CONSIGNA
Prosiga, a partir de su última oración, el texto sobre la muerte de una bebé y el escarnio público que sufrió su madre.

TEXTO PROPORCIONADO
Durante la madrugada del 25 de agosto se apagó la vida de una bebé que había quedado en su casa, al cuidado de su hermana. La madre había salido a trabajar. La niña habría muerto de todos modos, seguramente, aunque ella hubiese estado ahí, pero resulta que no estaba, así que ahora, a la muerte de la hija se le suman la imputación por omisión de los deberes inherentes a la patria potestad, la libertad vigilada durante ocho meses, la imposibilidad de salir a parar la olla y, sobre todo, el escarnio público. No se sabe todavía qué va a pasar con los demás hijos que estaban a su cargo y que, al momento en que escribo esto, están con unos familiares. Son tres niños, de 12, 8 y 6 años. Tres bocas que alimentar, tres personitas dañadas irremediablemente por este hecho y vapuleadas desde antes por una vida llena de dificultades. Nadie pudo probar, sin embargo, que esa madre no los cuidaba. Los niños estaban sanos, iban a la escuela, tenían los controles médicos al día. Quedaban solos, a veces, con la mayor al mando. Que levante la mano la madre que nunca dejó al hermano mayor a cargo de los más chicos, la que nunca se distrajo, la que siempre, a cada minuto, tuvo la vista clavada en ellos, en todos sus hijos y en cada uno al mismo tiempo. Y los padres, claro. Que levanten la mano los que nunca los perdieron de vista, los que estuvieron presentes todo el tiempo, los que saben en qué fecha hay que vacunarlos, los que les sacaron los piojos, los llevaron al cumpleaños de un compañerito y los esperaron dando vueltas durante las dos o tres horas que duró la fiesta, con los hermanitos a cuestas. Los que siempre hicieron todo bien. Los que siempre tuvieron un trabajo decente.

Hace unos años, la cocinera y conductora argentina Maru Botana perdió a un hijo, también bebé. El niño murió súbitamente mientras sus padres estaban de viaje. Son cosas que pasan, aunque los padres sean intachables, aunque las familias sean “bien constituidas”, aunque no haya privaciones económicas de por medio. La casa de Maru Botana no fue incendiada por vecinos indignados, no fue expuesta durante horas en la televisión, no fue tratada como una escena de crónica roja. La de esta madre, en cambio, fue un espectáculo en todos los hogares. Su vida fue puesta en debate y su tragedia alimentó el odio de esa turba infame y furiosa que son los comentaristas de noticias policiales.

LISTADO
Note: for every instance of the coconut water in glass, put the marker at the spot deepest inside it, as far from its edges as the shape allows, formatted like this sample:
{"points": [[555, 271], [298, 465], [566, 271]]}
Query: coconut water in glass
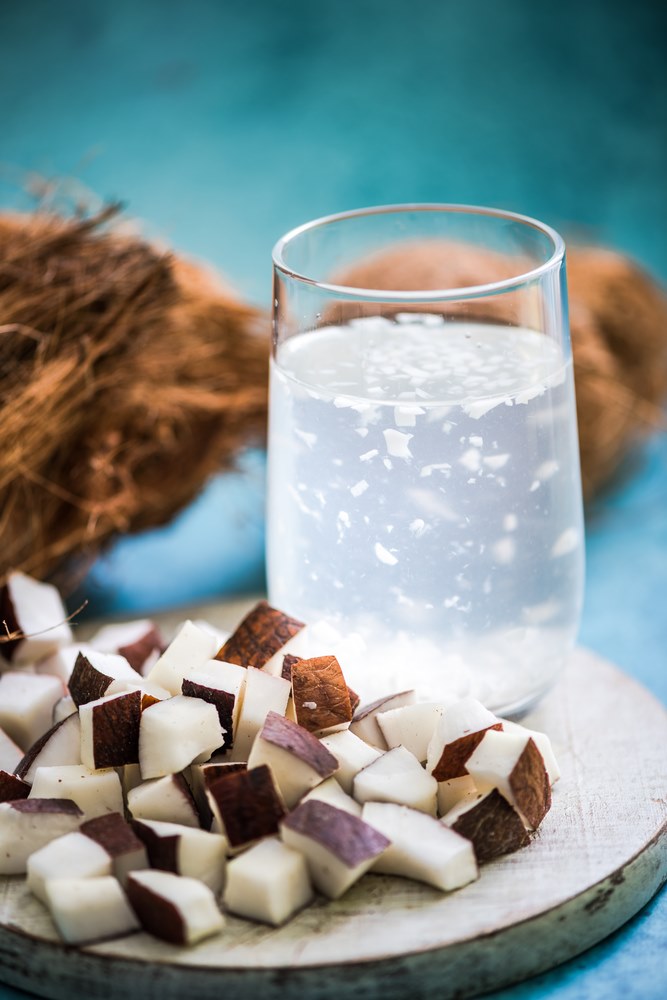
{"points": [[424, 495]]}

RESPUESTA
La mujer imputada por omisa no fue formalizada por la muerte de su hijo, sino por no haber estado allí en el momento en que la muerte se produjo. Lo que cabe preguntarse es si habría sido imputada de todos modos en el caso de haber sido, como mi compañera de trabajo de hace muchos años, una trabajadora gráfica en lugar de una prostituta. O una cocinera famosa que conduce programas en la televisión. Se le cobra a esta mujer que no está cuidando a sus hijos, pero no se sacan algunas cuentas que son elocuentes: a los 28 años tiene una hija de doce, además de tres hijos más chicos. Fue madre a los 16 años.

Evidentemente, si la Justicia determinó su formalización es porque hay leyes que lo exigen o que, al menos, lo permiten. Que nadie vaya a creer que yo estoy poniendo sobre una persona individual, llamada a impartir justicia, la responsabilidad del absurdo al que se llegó. No. Lo que opera en este caso es un sistema. Y es el mismo sistema en el que es normal, en el que está perfectamente naturalizado que una chica de 16 años sea madre, que no haya padre al que reclamarle nada, que se espere siempre de la mujer que sea sostén económico y afectivo, guardiana y confidente, que brinde cuidado, protección y comida en la mesa. Un sistema paternalista que les dice a las mujeres cómo tienen que vivir, que las castiga cuando no consiguen cumplir con el mandato y que no les perdona que se les note la pobreza. A este sistema, que es el que hizo las leyes que hoy penalizan a una madre que acaba de perder un hijo (pero que no preven que haya que buscar a ningún padre para cobrarle la ausencia y el abandono), le llamamos patriarcado. Y lo vamos a tirar.